[Records for location labeling]
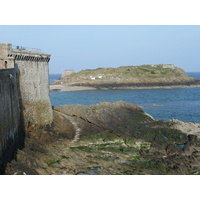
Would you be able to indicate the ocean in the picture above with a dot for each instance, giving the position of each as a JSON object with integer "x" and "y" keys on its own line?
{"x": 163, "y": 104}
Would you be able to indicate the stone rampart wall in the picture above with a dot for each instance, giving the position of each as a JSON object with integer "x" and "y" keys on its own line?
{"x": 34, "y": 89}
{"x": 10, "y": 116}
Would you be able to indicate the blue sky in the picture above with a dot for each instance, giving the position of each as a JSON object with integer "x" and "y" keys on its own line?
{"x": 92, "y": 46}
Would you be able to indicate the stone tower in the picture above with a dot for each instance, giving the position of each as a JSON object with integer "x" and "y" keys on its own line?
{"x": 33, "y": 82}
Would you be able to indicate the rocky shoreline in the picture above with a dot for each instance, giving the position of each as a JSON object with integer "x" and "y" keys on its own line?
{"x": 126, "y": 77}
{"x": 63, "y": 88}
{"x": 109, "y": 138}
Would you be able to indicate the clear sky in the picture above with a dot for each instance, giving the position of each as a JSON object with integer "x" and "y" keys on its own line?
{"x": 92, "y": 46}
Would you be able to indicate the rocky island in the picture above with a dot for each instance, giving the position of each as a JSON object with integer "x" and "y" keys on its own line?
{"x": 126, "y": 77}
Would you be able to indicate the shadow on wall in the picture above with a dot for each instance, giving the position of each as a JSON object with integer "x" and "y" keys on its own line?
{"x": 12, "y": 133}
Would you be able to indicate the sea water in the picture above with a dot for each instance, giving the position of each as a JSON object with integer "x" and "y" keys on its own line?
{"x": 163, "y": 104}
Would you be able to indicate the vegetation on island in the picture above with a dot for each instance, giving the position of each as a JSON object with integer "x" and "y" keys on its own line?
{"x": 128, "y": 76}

---

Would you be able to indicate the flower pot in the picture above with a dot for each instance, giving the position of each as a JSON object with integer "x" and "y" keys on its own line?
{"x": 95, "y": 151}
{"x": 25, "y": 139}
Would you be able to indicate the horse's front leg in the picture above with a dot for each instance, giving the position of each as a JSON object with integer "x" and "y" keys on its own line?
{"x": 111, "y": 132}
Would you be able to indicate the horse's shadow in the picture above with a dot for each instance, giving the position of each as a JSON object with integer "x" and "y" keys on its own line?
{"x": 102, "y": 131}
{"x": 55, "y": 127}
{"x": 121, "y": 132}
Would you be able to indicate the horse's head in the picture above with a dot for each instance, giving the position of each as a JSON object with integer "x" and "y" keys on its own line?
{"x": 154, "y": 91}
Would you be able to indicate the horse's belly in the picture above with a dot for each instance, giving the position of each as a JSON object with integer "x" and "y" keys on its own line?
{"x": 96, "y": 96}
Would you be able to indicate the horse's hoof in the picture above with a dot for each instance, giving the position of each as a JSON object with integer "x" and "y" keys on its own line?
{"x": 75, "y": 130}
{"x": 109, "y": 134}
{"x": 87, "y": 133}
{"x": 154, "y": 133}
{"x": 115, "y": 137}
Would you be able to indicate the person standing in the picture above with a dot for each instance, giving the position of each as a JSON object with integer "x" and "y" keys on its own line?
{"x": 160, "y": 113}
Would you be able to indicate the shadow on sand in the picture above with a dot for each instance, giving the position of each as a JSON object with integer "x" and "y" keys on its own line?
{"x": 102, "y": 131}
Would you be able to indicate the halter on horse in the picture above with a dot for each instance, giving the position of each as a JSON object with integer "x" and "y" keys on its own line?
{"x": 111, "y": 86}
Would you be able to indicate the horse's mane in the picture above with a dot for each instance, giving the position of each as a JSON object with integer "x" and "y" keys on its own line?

STATED GOAL :: Please copy out the material word for word, starting with the line that contains "Would you be able to indicate the horse's front" and going on through the line that contains "Would you be able to indicate the horse's mane", with both of those lines included.

COMPLETED TASK ::
Would you be able to indicate the horse's front leg in the picture above with a dot for each instance, giving the position of each as a JSON object with integer "x" and "y" keys on its own line?
{"x": 111, "y": 132}
Would you be able to indicate the horse's shadow in the picture above with a dot for each instance, giving the position of each as a JSON object with integer "x" and "y" keys on its own line?
{"x": 102, "y": 131}
{"x": 55, "y": 127}
{"x": 121, "y": 132}
Would you be able to indicate the horse's head in the picture above with a dot for each instance, giving the position of each as a JSON object with integer "x" and "y" keys on its own line?
{"x": 154, "y": 91}
Would you be able to indicate the horse's belly in the picture above with a dot for each instance, giving the position of each as a JSON object with integer "x" and "y" keys on its own line?
{"x": 96, "y": 96}
Would you be able to indicate the horse's hoof in the picture above with a dot for each instance, giving the position of each as a JSON object with integer "x" and "y" keys on its own line?
{"x": 75, "y": 130}
{"x": 109, "y": 134}
{"x": 87, "y": 133}
{"x": 154, "y": 133}
{"x": 115, "y": 137}
Would you be able to indicate the person standing in the picture above with a dot for each instance, giving the position of each as a JSON object with integer "x" and "y" keys on its own line?
{"x": 160, "y": 113}
Would you be able to indicate the shadow on sand in the picture above with a dot for each instance, giving the position of each as a JSON object with integer "x" and "y" keys on its own line?
{"x": 102, "y": 131}
Would you be able to indicate the halter on horse in the picture above with a dot for each instance, giving the position of each as a JSON object with integer "x" and "y" keys on its own line?
{"x": 111, "y": 86}
Would you be able to indicate the horse's mane in the picture above with a dot for each instance, giving the position of each as a JSON object with integer "x" and "y" keys on its own line?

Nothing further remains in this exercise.